**ENTRIES**
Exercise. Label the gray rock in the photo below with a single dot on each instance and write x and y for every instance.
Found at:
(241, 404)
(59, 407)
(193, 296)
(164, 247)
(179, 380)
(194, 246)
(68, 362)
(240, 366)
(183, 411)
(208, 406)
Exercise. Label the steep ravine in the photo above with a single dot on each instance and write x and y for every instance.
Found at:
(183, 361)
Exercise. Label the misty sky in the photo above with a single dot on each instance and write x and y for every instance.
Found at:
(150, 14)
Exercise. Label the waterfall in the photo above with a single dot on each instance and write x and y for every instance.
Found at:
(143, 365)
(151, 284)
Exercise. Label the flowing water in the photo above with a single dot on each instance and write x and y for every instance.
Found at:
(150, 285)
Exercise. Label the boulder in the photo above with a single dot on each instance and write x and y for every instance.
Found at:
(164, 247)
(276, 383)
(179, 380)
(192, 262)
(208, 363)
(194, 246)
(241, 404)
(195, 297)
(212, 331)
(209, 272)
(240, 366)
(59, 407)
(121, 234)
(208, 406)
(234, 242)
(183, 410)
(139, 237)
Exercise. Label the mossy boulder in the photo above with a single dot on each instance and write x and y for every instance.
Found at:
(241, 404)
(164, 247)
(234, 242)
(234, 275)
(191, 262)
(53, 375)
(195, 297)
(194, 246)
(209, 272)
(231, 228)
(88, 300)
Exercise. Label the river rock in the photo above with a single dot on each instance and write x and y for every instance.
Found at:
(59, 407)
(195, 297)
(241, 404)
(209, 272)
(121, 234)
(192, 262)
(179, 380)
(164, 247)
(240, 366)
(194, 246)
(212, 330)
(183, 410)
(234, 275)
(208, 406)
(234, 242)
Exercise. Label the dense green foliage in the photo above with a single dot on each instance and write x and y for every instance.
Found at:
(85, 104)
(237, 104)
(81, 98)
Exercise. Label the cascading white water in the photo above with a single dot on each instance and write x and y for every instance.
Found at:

**WHAT IS BEING ASKED**
Copy out all of the entries above word for word.

**RESPONSE**
Exercise. Label the gray rock in the photo below with a single dot on each instance and write x and y for every instance.
Found at:
(241, 404)
(59, 407)
(193, 296)
(164, 247)
(179, 380)
(194, 246)
(68, 362)
(240, 366)
(183, 411)
(208, 406)
Exercise. Label the steep ravine in the photo above with a single dot on each instance and write x and y for every instance.
Found at:
(183, 361)
Exercise. Label the misty sky in the photo above with a single dot on each instance and write x and y for every instance.
Found at:
(150, 14)
Exercise. Label the waterfall in the photo above with a single dot on each instance and write x and y for every instance.
Found at:
(143, 365)
(151, 284)
Exercise. Label the flowing water in the photo above with a single dot on each instance and write x and y for every instance.
Found at:
(150, 285)
Exercise. Label the boulder in the photo above with a single dot on each instance and write x and y for every instance.
Found at:
(164, 247)
(276, 383)
(179, 380)
(192, 262)
(208, 363)
(194, 246)
(241, 404)
(195, 297)
(212, 331)
(209, 272)
(240, 366)
(59, 407)
(121, 234)
(208, 406)
(234, 242)
(183, 410)
(139, 237)
Exercise. Label the mossy boulder in the photo above with a single dot on each instance and write x and y for every instance.
Found at:
(241, 404)
(164, 247)
(234, 242)
(234, 275)
(191, 262)
(53, 375)
(195, 297)
(194, 246)
(209, 272)
(231, 228)
(88, 300)
Exercise. Label the river rock in the photo above with a single dot on each instance and write x and y for every instance.
Found at:
(59, 407)
(195, 297)
(241, 404)
(209, 272)
(121, 234)
(192, 262)
(179, 380)
(164, 247)
(240, 366)
(194, 246)
(212, 330)
(183, 410)
(234, 275)
(208, 406)
(234, 242)
Exercise. Label the dense green foliage in the photo above with a single dot on each instance and write x and y for every instance.
Found at:
(85, 104)
(237, 104)
(81, 98)
Exercise. Label the cascading white water in the photo above with a single dot on each instance and write x and y for every instance.
Found at:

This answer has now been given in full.